** BEGIN GIVEN DATA **

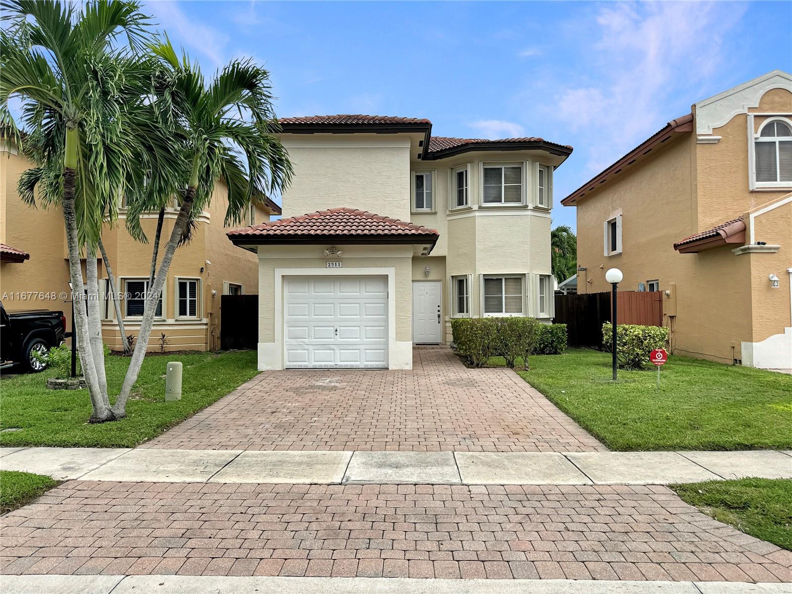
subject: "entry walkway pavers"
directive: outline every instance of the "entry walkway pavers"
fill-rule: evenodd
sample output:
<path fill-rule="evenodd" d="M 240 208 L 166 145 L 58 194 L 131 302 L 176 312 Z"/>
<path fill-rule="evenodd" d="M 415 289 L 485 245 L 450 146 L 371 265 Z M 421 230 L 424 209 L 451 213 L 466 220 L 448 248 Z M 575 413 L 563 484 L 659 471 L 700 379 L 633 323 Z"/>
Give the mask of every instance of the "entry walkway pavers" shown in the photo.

** END GIVEN DATA **

-- AIM OF THE EXERCISE --
Locate every line above that contains the string "rule" and reproduce each such line in full.

-- OUTPUT BELOW --
fill-rule: evenodd
<path fill-rule="evenodd" d="M 240 208 L 166 145 L 58 194 L 131 302 L 176 312 Z"/>
<path fill-rule="evenodd" d="M 415 289 L 485 245 L 450 146 L 371 265 Z M 421 230 L 424 209 L 451 213 L 466 220 L 448 248 Z M 575 413 L 563 484 L 659 471 L 700 379 L 633 323 Z"/>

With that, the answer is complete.